What you should do → The full set of entries is to be printed exactly, with pictures excluded.

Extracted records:
========
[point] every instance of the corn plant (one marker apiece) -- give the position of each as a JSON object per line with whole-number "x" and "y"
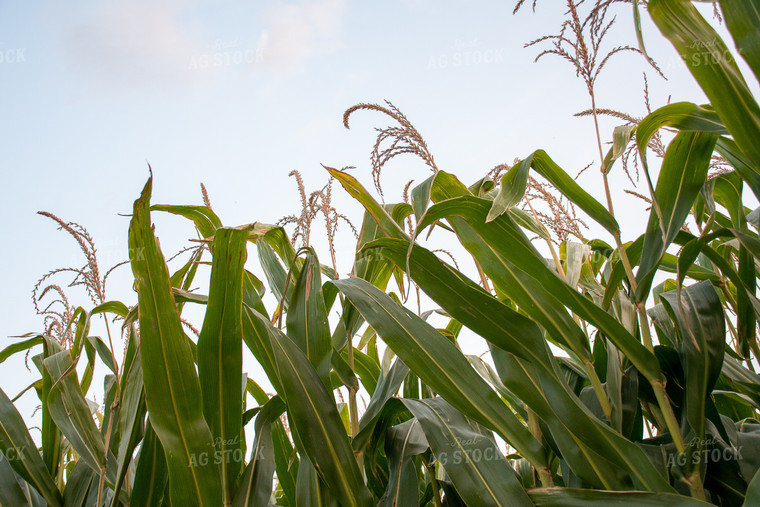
{"x": 615, "y": 374}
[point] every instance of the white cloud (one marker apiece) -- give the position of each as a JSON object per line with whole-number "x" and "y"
{"x": 297, "y": 31}
{"x": 132, "y": 43}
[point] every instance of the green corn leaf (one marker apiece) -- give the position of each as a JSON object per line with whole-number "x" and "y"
{"x": 256, "y": 486}
{"x": 439, "y": 364}
{"x": 315, "y": 420}
{"x": 10, "y": 490}
{"x": 80, "y": 485}
{"x": 743, "y": 19}
{"x": 19, "y": 449}
{"x": 571, "y": 497}
{"x": 204, "y": 219}
{"x": 71, "y": 412}
{"x": 699, "y": 319}
{"x": 20, "y": 347}
{"x": 683, "y": 172}
{"x": 593, "y": 450}
{"x": 172, "y": 388}
{"x": 387, "y": 387}
{"x": 220, "y": 353}
{"x": 131, "y": 414}
{"x": 509, "y": 254}
{"x": 151, "y": 473}
{"x": 478, "y": 470}
{"x": 513, "y": 188}
{"x": 713, "y": 66}
{"x": 307, "y": 317}
{"x": 401, "y": 443}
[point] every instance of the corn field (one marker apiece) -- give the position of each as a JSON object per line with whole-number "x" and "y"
{"x": 616, "y": 373}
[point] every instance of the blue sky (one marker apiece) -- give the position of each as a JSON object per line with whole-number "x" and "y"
{"x": 238, "y": 94}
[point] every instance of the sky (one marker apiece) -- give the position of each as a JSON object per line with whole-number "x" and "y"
{"x": 236, "y": 95}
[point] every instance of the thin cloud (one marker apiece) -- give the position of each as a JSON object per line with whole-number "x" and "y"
{"x": 298, "y": 31}
{"x": 132, "y": 43}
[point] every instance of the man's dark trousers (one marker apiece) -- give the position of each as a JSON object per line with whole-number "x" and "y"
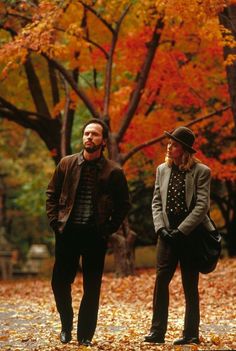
{"x": 79, "y": 241}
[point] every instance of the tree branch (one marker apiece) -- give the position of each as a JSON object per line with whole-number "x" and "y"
{"x": 108, "y": 75}
{"x": 35, "y": 88}
{"x": 68, "y": 77}
{"x": 137, "y": 148}
{"x": 97, "y": 15}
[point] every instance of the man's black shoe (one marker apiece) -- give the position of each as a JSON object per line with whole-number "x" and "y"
{"x": 154, "y": 338}
{"x": 85, "y": 342}
{"x": 65, "y": 336}
{"x": 185, "y": 340}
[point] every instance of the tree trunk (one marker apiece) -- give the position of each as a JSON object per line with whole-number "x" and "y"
{"x": 123, "y": 249}
{"x": 228, "y": 21}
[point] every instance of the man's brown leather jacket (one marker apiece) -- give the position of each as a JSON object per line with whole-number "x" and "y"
{"x": 111, "y": 194}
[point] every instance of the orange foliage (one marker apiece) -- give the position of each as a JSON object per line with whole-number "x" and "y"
{"x": 187, "y": 77}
========
Task result →
[point] every instance of the corn plant (one marker apiece) -- give the position of each as a JSON object per line with whole-number "x" and "y"
{"x": 615, "y": 374}
[point] every instance of the white cloud (one marker apiece) -- give the position of each as a JSON object per line with whole-number "x" and "y"
{"x": 297, "y": 31}
{"x": 132, "y": 43}
[point] every instance of the green corn leaf (one marker apiece) -- give the position of each as a JSON object per line with whole-number "x" and "y"
{"x": 256, "y": 486}
{"x": 439, "y": 364}
{"x": 315, "y": 420}
{"x": 10, "y": 490}
{"x": 80, "y": 485}
{"x": 743, "y": 19}
{"x": 19, "y": 449}
{"x": 571, "y": 497}
{"x": 204, "y": 219}
{"x": 71, "y": 412}
{"x": 699, "y": 319}
{"x": 20, "y": 347}
{"x": 683, "y": 172}
{"x": 593, "y": 450}
{"x": 172, "y": 388}
{"x": 387, "y": 387}
{"x": 220, "y": 353}
{"x": 131, "y": 414}
{"x": 509, "y": 254}
{"x": 151, "y": 473}
{"x": 478, "y": 470}
{"x": 513, "y": 188}
{"x": 713, "y": 66}
{"x": 307, "y": 317}
{"x": 401, "y": 443}
[point] every instance of the corn field (one marker apiece) -- give the position of each as a JSON object per line with whole-number "x" and "y"
{"x": 616, "y": 373}
[point] every instance of the blue sky (one marker apiece) -- give the position of each as a JSON object per line with whole-number "x" and "y"
{"x": 238, "y": 94}
[point] every instance of the sky (one marker apiece) -- give the position of each as a JSON object per line with whole-number "x" and "y"
{"x": 236, "y": 95}
[point] every instance of the thin cloud (one marker apiece) -- give the position of each as a JSON object per line with whole-number "x" and "y"
{"x": 298, "y": 31}
{"x": 132, "y": 43}
[point] every instance of the man's dark trousers (one marker apiece) -- give the position of each as a JSON object per line with whole-number "x" and "y"
{"x": 79, "y": 241}
[point] every instance of the tree branch (one marker apiece) -- give the position of each as a JSON object per line with whole-number "x" and "y"
{"x": 108, "y": 75}
{"x": 35, "y": 88}
{"x": 68, "y": 77}
{"x": 137, "y": 148}
{"x": 97, "y": 15}
[point] every instance of the man's black shoe (one marker apiece) -- give the position of each as a JSON object per line with whole-number "x" and "y"
{"x": 154, "y": 338}
{"x": 85, "y": 342}
{"x": 65, "y": 336}
{"x": 185, "y": 340}
[point] every instance of the tree trunk (one marker apiece) -- give the position of each as a JSON object per line with whole-number "x" and "y"
{"x": 123, "y": 249}
{"x": 228, "y": 21}
[point] every instance of the man's brown leather jacket (one marker apiece) -- give the position of each as a JSON object per line with whole-number "x" and "y"
{"x": 111, "y": 194}
[point] every instance of the orange foliage (one marker apiece) -- give the position of each as a JSON object per line with whole-number "x" and "y"
{"x": 187, "y": 77}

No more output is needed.